[Source data]
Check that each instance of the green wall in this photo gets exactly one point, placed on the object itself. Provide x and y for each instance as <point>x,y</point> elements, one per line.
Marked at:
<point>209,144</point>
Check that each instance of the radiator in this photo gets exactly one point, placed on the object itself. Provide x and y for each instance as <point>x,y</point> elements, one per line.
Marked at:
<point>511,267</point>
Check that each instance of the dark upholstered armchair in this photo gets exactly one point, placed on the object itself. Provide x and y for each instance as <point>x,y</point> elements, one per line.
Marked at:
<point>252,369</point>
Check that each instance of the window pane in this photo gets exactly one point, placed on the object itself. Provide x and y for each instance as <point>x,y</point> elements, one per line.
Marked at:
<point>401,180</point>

- **What is being asked**
Copy out the data shown above in full. Match it exactly.

- **Task response**
Check that each instance of the green wall in this photo gets exactly one point, placed on the object itself. Provide x and y for each instance as <point>x,y</point> elements, one per line.
Marked at:
<point>209,144</point>
Check that each instance of the radiator in this photo gets exactly one point, placed on the object itself. Provide x and y for each instance as <point>x,y</point> elements, one per line.
Marked at:
<point>511,267</point>
Check that each instance of the dark upholstered armchair in this photo gets exactly one point, placed on the object itself. Provide x and y for each instance as <point>x,y</point> elements, one per line.
Marked at:
<point>252,369</point>
Check that each instance of the window pane in this photo gets exactly one point, placed on the object itself. Provide x and y for each instance as <point>x,y</point> elements, one per line.
Marked at:
<point>401,180</point>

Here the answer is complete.